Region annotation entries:
[Begin]
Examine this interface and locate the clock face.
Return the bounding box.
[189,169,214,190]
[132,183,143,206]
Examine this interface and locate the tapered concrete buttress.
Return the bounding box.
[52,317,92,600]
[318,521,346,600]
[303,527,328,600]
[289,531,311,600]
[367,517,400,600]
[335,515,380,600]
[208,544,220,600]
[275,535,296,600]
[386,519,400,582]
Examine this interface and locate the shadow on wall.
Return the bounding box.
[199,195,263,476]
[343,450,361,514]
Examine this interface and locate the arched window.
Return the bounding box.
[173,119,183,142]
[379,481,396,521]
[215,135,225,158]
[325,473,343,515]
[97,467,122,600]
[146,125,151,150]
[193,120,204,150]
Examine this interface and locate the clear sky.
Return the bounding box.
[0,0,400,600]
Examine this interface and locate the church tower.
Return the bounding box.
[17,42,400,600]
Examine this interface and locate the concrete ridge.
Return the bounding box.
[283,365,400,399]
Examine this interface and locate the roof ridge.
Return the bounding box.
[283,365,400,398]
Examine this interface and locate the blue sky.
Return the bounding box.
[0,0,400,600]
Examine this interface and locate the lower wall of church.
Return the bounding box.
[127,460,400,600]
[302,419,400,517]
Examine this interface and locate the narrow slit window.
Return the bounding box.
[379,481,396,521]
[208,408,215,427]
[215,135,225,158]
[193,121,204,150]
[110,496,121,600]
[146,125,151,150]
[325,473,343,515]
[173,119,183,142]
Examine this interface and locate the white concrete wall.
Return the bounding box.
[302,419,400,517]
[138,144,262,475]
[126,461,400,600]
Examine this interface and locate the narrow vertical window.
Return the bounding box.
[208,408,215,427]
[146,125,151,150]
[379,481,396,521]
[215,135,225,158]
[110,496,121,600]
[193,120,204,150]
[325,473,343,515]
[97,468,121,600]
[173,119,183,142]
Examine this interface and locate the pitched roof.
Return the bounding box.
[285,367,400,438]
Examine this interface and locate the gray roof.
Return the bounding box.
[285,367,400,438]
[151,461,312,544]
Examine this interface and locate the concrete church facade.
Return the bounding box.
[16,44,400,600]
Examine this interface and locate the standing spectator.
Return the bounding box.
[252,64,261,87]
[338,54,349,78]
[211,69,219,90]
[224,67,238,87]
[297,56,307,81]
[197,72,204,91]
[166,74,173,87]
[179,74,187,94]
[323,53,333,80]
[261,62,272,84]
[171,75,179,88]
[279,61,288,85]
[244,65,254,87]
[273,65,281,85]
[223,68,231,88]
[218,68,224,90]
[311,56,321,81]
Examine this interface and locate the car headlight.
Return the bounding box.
[End]
STATED GOAL: Please turn all of the records above into a numbered list, leaving out any blank lines.

CORRECT RESULT:
1. Examine this interface and locate the clock face.
2. Return the bounding box.
3. [189,169,214,190]
4. [132,183,143,206]
5. Examine this interface and locate the tapered concrete buttress.
6. Return the bounding box.
7. [52,317,92,600]
8. [318,521,346,600]
9. [303,527,328,600]
10. [289,531,311,600]
11. [367,517,400,600]
12. [335,515,380,600]
13. [208,544,220,600]
14. [275,535,296,600]
15. [386,519,400,582]
16. Examine this interface and locate the shadow on wall.
17. Return the bounding box.
18. [199,195,263,476]
19. [343,450,361,514]
20. Examine this interface and locate the arched window.
21. Return the bounding box.
22. [173,119,183,142]
23. [379,481,396,521]
24. [215,135,225,158]
25. [325,473,343,515]
26. [97,467,122,600]
27. [146,125,151,150]
28. [193,120,204,150]
29. Examine this interface and locate the clear sky.
30. Return the bounding box.
31. [0,0,400,600]
32. Examine this interface and locate the church tower.
33. Return the bounding box.
34. [17,42,400,600]
35. Examine this interface and locate the concrete ridge.
36. Return the bounding box.
37. [283,365,400,399]
38. Examine this interface and locate the roof ridge.
39. Return the bounding box.
40. [283,365,400,398]
41. Examine this interface and locate the blue sky.
42. Return the bounding box.
43. [0,0,400,600]
44. Examine this interface and locate the lower wall of church.
45. Return the bounding box.
46. [127,460,400,600]
47. [302,419,400,517]
48. Examine this interface and locate the narrow slit window.
49. Return the bounding box.
50. [379,481,396,521]
51. [208,408,215,427]
52. [215,135,225,158]
53. [193,121,204,150]
54. [110,496,121,600]
55. [146,125,151,150]
56. [325,473,343,515]
57. [173,119,183,142]
58. Examine this interface and locate the white concrete wall.
59. Return the bounding box.
60. [302,419,400,517]
61. [138,144,262,475]
62. [126,461,400,600]
63. Examine this interface and locate the narrow vertical window.
64. Return the bounding box.
65. [208,408,215,427]
66. [146,125,151,150]
67. [379,481,396,521]
68. [215,135,225,158]
69. [110,496,121,600]
70. [193,120,204,150]
71. [325,473,343,515]
72. [97,468,121,600]
73. [173,119,183,142]
74. Examine this interface and locate the pitched roof.
75. Return the bounding box.
76. [285,367,400,438]
77. Examine this interface and locate the gray roof.
78. Return the bounding box.
79. [285,367,400,438]
80. [151,461,312,544]
81. Examine this interface and locate the concrete church facade.
82. Return the bounding box.
83. [16,44,400,600]
84. Examine this interface and locate the standing spectator.
85. Return the bounding box.
86. [252,64,261,87]
87. [338,54,349,78]
88. [211,69,219,90]
89. [224,67,238,87]
90. [297,56,307,81]
91. [197,72,204,91]
92. [166,74,173,87]
93. [179,74,187,94]
94. [323,53,333,80]
95. [261,62,272,84]
96. [171,75,179,88]
97. [279,61,288,85]
98. [244,65,254,87]
99. [273,65,281,85]
100. [223,68,231,88]
101. [218,68,224,90]
102. [311,56,321,81]
103. Examine this interface and locate the car headlight.
104. Return the bounding box.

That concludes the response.